When Your Child Is Diagnosed With Diabetes…

Two of the most important people in any child’s life are parents. No one is going to dispute me on this, I hope. We can also add any parental figures to this as well.

They are your initial caretakers, guides, protectors, allies, sponsors—they are your world and you are theirs. They pick you up when you fall, they tell you that everything is going to be OK and they know that you’ll make it past your first bike crash, burn and flu.

Until something happens that can’t be reversed. This is more than a cold that will pass or a fever that will break. This is something that will forever change the way their child will look at the world and the way that they will consider their child’s needs. This will mean excellent health insurance and health care. This will mean a number of checkups and monitoring of daily activities, proper meals and emergency kits, always hoping for the best of days yet knowing that every day is different.

It will mean daily shots, finger pricks, carb counting, understanding what the child is going through and what’s more is the challenge when the child is too young to speak and cannot relay how he or she is feeling. Keeping track, finding patterns, relaying information to not only the doctors but also trying to explain what’s going on to the child, while worrying about everything else that comes with a family is trying and exhausting.

▸ Information shown
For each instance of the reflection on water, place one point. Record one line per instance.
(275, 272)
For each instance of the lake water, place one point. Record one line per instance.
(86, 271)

▸ What this exercise asks
**1)** Reproduce, word for word, the part of the piece on a child's diabetes diagnosis that opens with the words containing "Two of the most" and closes with "burn and flu.".
**2)** Pick up the piece on a child's diabetes diagnosis after its final sentence and keep writing it.

▸ Exercise responses
**1)**
Two of the most important people in any child’s life are parents. No one is going to dispute me on this, I hope. We can also add any parental figures to this as well.

They are your initial caretakers, guides, protectors, allies, sponsors—they are your world and you are theirs. They pick you up when you fall, they tell you that everything is going to be OK and they know that you’ll make it past your first bike crash, burn and flu.

**2)**
This is what happens when your child is diagnosed with diabetes. The world changes. Not only does the diagnosed child have to learn to manage the disease, so do the parents of that child. The meaning of “it takes a village to raise a child” becomes real and suddenly the life of the child is literally in their parents’ hands.

I was diagnosed at seven years old with Type 1 diabetes. I followed directions from my parents, found it funny when I would start to shake from hypoglycemia and made lowering my blood sugar a game to play every day. I could talk and could tell my mother how I felt. I also know that my mother was very sad at the time. I didn’t understand why, only because I didn’t understand what having diabetes really meant.

As I got older, my mother helped me to understand different aspects to my body and what happened to my pancreas but she could only guess due to the fact that it wasn’t happening in her body but in mine. At the age of 18, she told me to start going to the doctor by myself. From watching the way she talked and trusted in doctors of all kinds, I learned to do the same and ask questions about the tests and numbers they were constantly doing.

Sometimes I find myself thinking about myself and my future children—will they develop diabetes, too? Along with that, will they be born with it and diagnosed at months old as opposed to the way I was diagnosed? What would I do if that was the case?

I can’t imagine what my mother was going through. I don’t understand the feeling of having something “go wrong” in your child that you have to figure out and learn about and then manage. However, I have given both of my parents the props to do what they did and the help to guide me in the right direction. I give all parents a big congratulation for getting through any type of disease with their child.

I don’t know how I would be or what I would be doing without the help I received from my parents. They’re the ones who laid it all out for me and understood that I wasn’t going to let this get in my way and that all they needed was to be there to support me through it all.